The task: Reproduce word for word the portion of the article on Latina craft brewers starting with "Oct 21, 2021" and going on through "Latina head brewer.".

Excerpt:
Oct 21, 2021 - Economy & Business

Latinas who brew seek to shake craft beer industry

A server at Mujers Brew House in San Diego rings up a customer in front of a selection of craft beers.
A server at Mujeres Brew House in San Diego rings up a customer in front of a selection of craft beers. Photo: Russell Contreras/Axios

Independent craft brewers are popping up in cities across the country, and a small but growing number of them are Latina-owned or run by a Latina head brewer.

The big picture: Latinas are opening up independent craft breweries from California to Colorado as Latina-owned small businesses continue to be one of the fastest-growing segments of the economy despite a lack of venture capital.

  • The acknowledgment comes as advocates observe Latina Equal Pay Day on Oct. 21 — a day to bring attention to the fact that Latinas earn only 57 cents for every dollar earned by white, non-Hispanic men and must work nearly 23 months to earn what white men earn in 12.

Details: Mujeres Brew House in San Diego's historic Barrio Logan opened last year during the height of the pandemic and has since developed an international following. Carmen Favela, owner and co-founder, said the brewer came out of a club to empower Latinas who drink craft beer.

  • Three years ago, Jessica Fierro opened the Atrevida Beer Company in Colorado Springs, Colorado, and has since won a number of awards and earned a shout-out for her ingenuity from civil rights leader Dolores Huerta.

[Records contained in a dataset]
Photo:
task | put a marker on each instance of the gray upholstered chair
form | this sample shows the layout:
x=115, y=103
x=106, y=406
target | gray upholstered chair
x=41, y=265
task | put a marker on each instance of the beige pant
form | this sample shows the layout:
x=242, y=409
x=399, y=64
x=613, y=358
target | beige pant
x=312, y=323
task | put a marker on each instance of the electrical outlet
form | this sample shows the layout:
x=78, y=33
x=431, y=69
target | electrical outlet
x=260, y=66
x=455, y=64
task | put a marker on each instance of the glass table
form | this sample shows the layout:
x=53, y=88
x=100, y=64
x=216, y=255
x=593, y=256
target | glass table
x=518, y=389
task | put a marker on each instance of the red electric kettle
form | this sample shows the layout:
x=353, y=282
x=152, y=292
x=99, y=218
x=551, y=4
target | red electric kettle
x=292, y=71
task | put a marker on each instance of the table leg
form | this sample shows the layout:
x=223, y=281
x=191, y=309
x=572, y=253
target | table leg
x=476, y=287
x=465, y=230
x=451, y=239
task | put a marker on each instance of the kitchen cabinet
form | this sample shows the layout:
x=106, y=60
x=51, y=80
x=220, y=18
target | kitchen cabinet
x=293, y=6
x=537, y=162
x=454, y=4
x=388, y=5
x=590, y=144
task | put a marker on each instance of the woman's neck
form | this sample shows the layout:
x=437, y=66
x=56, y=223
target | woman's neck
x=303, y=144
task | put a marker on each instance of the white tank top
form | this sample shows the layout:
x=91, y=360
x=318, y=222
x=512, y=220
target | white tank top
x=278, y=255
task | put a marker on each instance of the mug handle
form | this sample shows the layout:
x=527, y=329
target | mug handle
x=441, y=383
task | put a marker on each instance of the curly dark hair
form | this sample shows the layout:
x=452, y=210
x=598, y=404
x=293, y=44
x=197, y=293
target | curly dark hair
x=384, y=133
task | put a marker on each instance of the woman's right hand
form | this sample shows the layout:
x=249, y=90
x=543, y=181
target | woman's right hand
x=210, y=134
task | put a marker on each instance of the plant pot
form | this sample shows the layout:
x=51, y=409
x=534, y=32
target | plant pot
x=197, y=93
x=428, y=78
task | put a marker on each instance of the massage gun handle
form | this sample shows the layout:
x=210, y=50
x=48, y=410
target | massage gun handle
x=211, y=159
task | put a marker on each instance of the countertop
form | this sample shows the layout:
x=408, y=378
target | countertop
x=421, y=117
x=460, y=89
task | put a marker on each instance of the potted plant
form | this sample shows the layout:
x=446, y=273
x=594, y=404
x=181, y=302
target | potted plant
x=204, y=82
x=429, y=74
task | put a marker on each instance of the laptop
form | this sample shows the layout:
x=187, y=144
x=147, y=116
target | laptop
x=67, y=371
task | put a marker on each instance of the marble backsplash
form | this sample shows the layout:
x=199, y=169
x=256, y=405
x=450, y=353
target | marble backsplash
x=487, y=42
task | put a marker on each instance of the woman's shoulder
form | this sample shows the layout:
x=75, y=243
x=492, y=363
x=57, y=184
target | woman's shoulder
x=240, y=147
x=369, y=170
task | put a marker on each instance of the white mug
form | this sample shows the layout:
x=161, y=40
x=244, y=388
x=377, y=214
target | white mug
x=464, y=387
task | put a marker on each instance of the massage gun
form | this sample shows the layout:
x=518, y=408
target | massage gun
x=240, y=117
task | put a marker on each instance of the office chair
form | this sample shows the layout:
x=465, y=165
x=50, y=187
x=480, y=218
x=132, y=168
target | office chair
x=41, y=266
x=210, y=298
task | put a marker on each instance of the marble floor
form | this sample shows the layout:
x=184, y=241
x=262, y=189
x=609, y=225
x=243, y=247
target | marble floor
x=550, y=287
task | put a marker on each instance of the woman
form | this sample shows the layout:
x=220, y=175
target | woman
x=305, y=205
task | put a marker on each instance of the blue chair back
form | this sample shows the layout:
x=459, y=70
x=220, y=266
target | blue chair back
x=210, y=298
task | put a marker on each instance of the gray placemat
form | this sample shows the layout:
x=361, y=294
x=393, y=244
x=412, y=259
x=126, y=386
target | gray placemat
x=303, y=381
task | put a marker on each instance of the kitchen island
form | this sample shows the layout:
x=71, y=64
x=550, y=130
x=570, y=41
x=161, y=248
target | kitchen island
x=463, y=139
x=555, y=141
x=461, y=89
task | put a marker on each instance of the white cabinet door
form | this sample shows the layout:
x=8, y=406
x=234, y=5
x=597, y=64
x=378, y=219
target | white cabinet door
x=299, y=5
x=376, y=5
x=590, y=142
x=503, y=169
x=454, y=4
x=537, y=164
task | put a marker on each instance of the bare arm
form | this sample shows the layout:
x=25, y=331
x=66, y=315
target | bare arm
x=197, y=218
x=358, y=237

Response to this task:
Oct 21, 2021 - Economy & Business

Latinas who brew seek to shake craft beer industry

A server at Mujers Brew House in San Diego rings up a customer in front of a selection of craft beers.
A server at Mujeres Brew House in San Diego rings up a customer in front of a selection of craft beers. Photo: Russell Contreras/Axios

Independent craft brewers are popping up in cities across the country, and a small but growing number of them are Latina-owned or run by a Latina head brewer.